[Kutipan Pilihan]:

Selasa, 04 Desember 2012

Mahakam, Sumber Air dan Habitat Satwa Unik yang Terabaikan


"Siapa pun pendatang atau tamu yang berkunjung ke Kalimantan Timur dan pernah meminum air Sungai Mahakam, diyakini pasti akan kembali lagi ke daerah tersebut, bahkan menetap", demikian mitos yang terus diyakini masyarakat Kaltim.


Sungai Mahakam yang membentang sepanjang 920 Km melintasi tiga daerah, Kabupaten Kutai Barat, Kabupaten Kutai Kartanegara dan membelah Kota Samarinda ibu kota provinsi adalah kebanggaan bagi warganya. 
Kehadiran sungai ini menjadi sangat penting sebagai penopang ekonomi dan kelangsungan hidup, bagaikan urat nadi kehidupan. Peran vitalnya adalah sebagai sumber mata air sekaligus sarana trasnportasi air yang menghubungkan antar desa, kecamatan bahkan antar kabupaten dan kota.

[Item yang tercantum dalam dataset]
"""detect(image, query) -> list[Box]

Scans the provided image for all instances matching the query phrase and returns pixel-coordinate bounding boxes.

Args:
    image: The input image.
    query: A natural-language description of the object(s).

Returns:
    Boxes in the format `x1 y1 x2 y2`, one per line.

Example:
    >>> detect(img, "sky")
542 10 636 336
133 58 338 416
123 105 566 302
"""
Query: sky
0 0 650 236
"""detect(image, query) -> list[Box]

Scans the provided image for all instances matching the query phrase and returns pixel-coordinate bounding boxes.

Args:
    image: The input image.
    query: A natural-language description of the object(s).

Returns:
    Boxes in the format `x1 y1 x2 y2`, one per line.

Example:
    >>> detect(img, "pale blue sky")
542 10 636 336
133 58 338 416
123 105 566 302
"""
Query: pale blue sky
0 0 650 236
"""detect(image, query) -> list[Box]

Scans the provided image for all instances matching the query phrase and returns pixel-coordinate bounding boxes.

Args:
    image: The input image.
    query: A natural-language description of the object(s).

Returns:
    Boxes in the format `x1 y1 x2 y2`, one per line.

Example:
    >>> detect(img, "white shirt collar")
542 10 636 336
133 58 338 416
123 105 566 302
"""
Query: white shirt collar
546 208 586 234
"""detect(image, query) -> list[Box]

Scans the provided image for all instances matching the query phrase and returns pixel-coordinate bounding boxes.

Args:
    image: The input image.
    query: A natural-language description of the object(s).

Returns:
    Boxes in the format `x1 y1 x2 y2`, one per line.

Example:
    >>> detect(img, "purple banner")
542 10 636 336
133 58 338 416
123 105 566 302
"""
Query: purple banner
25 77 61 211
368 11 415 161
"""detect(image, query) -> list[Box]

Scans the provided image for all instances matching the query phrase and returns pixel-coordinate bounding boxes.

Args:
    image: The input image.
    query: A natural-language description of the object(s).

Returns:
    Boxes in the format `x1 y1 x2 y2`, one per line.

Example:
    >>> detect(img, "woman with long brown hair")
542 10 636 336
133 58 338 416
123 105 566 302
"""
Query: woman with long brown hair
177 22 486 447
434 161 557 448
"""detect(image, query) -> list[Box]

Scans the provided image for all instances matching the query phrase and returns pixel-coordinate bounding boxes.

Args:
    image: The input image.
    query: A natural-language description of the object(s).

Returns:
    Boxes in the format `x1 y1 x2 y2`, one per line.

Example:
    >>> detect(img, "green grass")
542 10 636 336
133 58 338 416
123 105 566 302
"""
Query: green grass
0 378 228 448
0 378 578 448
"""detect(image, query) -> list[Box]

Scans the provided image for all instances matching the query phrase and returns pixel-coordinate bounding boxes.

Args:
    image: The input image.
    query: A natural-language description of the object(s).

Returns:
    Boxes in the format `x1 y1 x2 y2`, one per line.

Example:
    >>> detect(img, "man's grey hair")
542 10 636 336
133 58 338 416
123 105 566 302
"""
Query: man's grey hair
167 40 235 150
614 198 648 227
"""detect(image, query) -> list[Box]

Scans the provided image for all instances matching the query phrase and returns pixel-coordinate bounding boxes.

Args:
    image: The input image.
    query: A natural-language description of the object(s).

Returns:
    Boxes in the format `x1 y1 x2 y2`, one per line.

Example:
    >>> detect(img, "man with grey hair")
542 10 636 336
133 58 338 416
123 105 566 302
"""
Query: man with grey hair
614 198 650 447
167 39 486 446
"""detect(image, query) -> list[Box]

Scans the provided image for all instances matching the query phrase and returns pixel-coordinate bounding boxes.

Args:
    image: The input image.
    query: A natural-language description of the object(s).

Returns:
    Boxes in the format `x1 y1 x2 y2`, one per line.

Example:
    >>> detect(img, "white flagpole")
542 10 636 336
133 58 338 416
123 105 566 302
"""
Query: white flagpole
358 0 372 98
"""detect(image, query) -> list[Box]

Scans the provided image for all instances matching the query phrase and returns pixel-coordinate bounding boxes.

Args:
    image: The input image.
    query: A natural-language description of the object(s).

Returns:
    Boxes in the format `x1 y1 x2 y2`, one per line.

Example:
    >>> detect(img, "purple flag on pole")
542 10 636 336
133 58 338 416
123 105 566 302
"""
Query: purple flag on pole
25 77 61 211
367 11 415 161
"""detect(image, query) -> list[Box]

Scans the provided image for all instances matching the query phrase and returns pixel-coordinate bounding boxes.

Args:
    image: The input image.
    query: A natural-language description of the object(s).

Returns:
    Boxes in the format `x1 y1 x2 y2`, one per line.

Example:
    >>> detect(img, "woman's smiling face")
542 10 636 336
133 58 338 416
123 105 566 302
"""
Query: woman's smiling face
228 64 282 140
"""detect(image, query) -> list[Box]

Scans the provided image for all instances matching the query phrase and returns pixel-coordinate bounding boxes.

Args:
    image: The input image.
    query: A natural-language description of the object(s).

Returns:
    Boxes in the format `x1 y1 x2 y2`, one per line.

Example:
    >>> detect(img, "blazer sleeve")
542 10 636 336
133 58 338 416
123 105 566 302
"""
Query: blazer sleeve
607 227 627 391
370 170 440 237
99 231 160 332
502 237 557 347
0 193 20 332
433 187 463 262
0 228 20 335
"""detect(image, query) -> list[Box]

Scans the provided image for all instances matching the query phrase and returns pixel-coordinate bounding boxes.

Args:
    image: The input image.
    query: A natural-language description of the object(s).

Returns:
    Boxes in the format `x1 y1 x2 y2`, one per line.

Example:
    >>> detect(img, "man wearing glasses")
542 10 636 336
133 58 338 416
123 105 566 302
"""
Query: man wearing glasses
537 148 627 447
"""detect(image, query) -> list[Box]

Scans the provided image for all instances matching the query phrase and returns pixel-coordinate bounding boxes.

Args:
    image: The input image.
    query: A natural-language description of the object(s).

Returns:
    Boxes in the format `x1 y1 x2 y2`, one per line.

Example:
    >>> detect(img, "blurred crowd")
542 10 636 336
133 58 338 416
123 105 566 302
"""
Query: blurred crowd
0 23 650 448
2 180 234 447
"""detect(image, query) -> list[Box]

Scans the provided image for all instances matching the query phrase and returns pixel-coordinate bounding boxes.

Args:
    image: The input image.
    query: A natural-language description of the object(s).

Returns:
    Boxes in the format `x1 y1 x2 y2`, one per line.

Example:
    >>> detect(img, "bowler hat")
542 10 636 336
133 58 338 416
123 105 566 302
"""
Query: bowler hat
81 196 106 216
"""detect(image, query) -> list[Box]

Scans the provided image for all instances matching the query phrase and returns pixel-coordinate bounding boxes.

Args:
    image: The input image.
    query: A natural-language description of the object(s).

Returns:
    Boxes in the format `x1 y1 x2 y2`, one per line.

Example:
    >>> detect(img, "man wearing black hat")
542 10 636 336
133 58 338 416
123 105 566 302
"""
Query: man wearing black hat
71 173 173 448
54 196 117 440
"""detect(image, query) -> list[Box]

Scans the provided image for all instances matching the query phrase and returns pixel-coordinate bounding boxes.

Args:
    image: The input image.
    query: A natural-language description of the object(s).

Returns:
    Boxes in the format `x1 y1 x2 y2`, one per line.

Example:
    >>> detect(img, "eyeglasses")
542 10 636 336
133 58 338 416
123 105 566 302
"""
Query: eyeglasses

[Soal Latihan]:
1: Jawablah pertanyaan berikut berdasarkan teks tentang Sungai Mahakam:
(a) Berapa panjang Sungai Mahakam?
(b) Menurut mitos masyarakat Kaltim, apa yang akan terjadi pada pendatang yang pernah meminum air Sungai Mahakam?
(c) Kota apa yang dibelah oleh Sungai Mahakam?
2: Ketik ulang bagian teks tentang Sungai Mahakam mulai dari "Mahakam, Sumber Air" sampai dengan "kabupaten dan kota.", tanpa mengubah apa pun.
Item-item ini diambil dari sumber lain.

[Kunci Jawaban]:
1:
(a) 920 km.
(b) Ia diyakini pasti akan kembali lagi ke daerah tersebut, bahkan menetap.
(c) Kota Samarinda.

2:
Mahakam, Sumber Air dan Habitat Satwa Unik yang Terabaikan


"Siapa pun pendatang atau tamu yang berkunjung ke Kalimantan Timur dan pernah meminum air Sungai Mahakam, diyakini pasti akan kembali lagi ke daerah tersebut, bahkan menetap", demikian mitos yang terus diyakini masyarakat Kaltim.


Sungai Mahakam yang membentang sepanjang 920 Km melintasi tiga daerah, Kabupaten Kutai Barat, Kabupaten Kutai Kartanegara dan membelah Kota Samarinda ibu kota provinsi adalah kebanggaan bagi warganya. 
Kehadiran sungai ini menjadi sangat penting sebagai penopang ekonomi dan kelangsungan hidup, bagaikan urat nadi kehidupan. Peran vitalnya adalah sebagai sumber mata air sekaligus sarana trasnportasi air yang menghubungkan antar desa, kecamatan bahkan antar kabupaten dan kota.